**EXERCISE REQUIREMENTS:**
- 1) In the passage on due process, which powers must a government hold exclusively to protect rights?
- 2) Continue the passage on due process from its final sentence.

**TEXT:**
  But have you ever thought of  WHY stuff like that is important? Why is it important to the very notion of justice that people, regardless of what they are accused of, receive due process?
  The very idea of  things like  police and courts  assume that the state has certain exclusive powers. with all  apologies to my anarchist and minarchist friends, let's assume that Thomas Jefferson was right;"...That to secure these rights, Governments are instituted among Men, deriving their just powers from the consent of the governed...", Having instituted a government, it could then be argued that  in order to fulfill it's role as the protector of rights, that government needs certain powers exclusive to itself. It has to be able to  define crimes, investigate crimes, catch perpetrators and punish them.  Of course the very act of handing such power to a man or a group of men is terrifying. No man or group of men can be trusted with the  power to detain other men and put them in a cage for years  No man or no group of men can be trusted with the absolute power of life or death over other men.   That is the great paradox of government.

**INPUT DATA:**
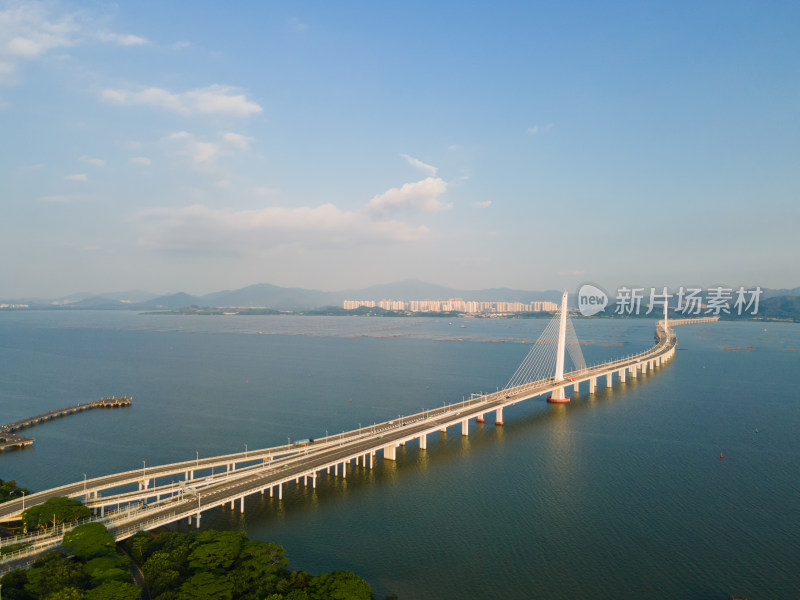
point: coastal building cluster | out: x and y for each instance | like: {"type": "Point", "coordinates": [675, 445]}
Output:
{"type": "Point", "coordinates": [454, 305]}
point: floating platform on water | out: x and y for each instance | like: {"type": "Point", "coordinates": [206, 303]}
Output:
{"type": "Point", "coordinates": [10, 440]}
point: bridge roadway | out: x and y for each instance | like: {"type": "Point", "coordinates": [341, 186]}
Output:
{"type": "Point", "coordinates": [283, 464]}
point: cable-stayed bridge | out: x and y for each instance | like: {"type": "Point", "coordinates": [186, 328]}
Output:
{"type": "Point", "coordinates": [149, 497]}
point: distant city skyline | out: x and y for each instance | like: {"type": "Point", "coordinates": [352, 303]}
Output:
{"type": "Point", "coordinates": [453, 305]}
{"type": "Point", "coordinates": [199, 147]}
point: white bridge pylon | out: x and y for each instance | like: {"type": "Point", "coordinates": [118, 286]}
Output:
{"type": "Point", "coordinates": [547, 357]}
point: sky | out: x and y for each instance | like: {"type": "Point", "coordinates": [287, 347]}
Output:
{"type": "Point", "coordinates": [199, 146]}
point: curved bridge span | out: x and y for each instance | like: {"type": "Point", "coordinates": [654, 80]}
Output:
{"type": "Point", "coordinates": [156, 499]}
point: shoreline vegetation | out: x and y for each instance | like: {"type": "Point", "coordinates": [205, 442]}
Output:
{"type": "Point", "coordinates": [170, 565]}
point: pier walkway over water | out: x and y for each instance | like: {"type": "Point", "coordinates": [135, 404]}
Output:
{"type": "Point", "coordinates": [148, 497]}
{"type": "Point", "coordinates": [9, 439]}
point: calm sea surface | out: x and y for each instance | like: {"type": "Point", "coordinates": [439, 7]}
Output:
{"type": "Point", "coordinates": [619, 495]}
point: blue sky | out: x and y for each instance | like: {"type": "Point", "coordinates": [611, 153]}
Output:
{"type": "Point", "coordinates": [205, 145]}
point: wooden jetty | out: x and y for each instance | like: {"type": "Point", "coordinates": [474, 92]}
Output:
{"type": "Point", "coordinates": [9, 438]}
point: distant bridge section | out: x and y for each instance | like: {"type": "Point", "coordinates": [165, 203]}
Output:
{"type": "Point", "coordinates": [150, 497]}
{"type": "Point", "coordinates": [9, 439]}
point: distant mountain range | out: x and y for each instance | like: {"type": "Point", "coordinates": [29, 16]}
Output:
{"type": "Point", "coordinates": [265, 295]}
{"type": "Point", "coordinates": [282, 298]}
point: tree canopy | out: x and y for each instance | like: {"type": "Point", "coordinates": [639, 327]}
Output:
{"type": "Point", "coordinates": [208, 565]}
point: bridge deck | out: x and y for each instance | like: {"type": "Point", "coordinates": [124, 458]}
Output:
{"type": "Point", "coordinates": [271, 468]}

**TASK RESULTS:**
- 1) It must be able to define crimes, investigate crimes, catch perpetrators and punish them.

- 2)
  At least a partial solution to this is the idea of due process and jury trials.  The idea is that , if the government accuses you of a crime, it has to make its case, not to itself, but to  the populace via a jury of citizens. If this  cross-section of the  citizenry do not  agree unanimously that the government has made it's case, then the accused goes free, and can  not be charged  again for that particular offense.  The overall theme is one of openness.  In due process, the accused is allowed to defend himself against the state, and his accusers are made to face him. In due process, there are no secret trials, no  coerced confessions, and any and all evidence aligned against the accused, including the means by which evidence is gathered can be scrutinized by the public and assessed by the jury.  It is,  a huge balwarck against the abuse of the powers of arrest and incarceration. Things like this are the  very building blocks of civilized man.
  But not so on the  war on terror.  By using the language of terror, the  state has swept away all safeguards to it's own power, oddly enough, to a cheering crowd of fist-pumping faux patriots who cry out "take away our liberty, but keep us safe from the shadows".  The presumption of innocence is kicked away; we have people in Gitmo, but nobody knows for sure how or why they were captured.   We're told we don't need to know. It's better that way. The   presentation of evidence has been smashed to powder; an accusation is enough. The evidence against them, if it exists, is hidden under the  thick veil of national security.  There is no need for citizen review, we're told . After all, we're the  state, and we have your best interests at heart. 
  My co-worker was vehement in his belief that every single person in Gitmo  was  arrested on the battlefield as they  fired a weapon at the US military. I  told him that not only could he not prove that, but that he couldn't find out for certain  WHO is at Gitmo, HOW they were  captured or WHY they are being held.   He backpedalled and  said that he was "certain" that we had the right guys.  Fine, but how do you prove it if  any and all evidence against the accused is hidden away?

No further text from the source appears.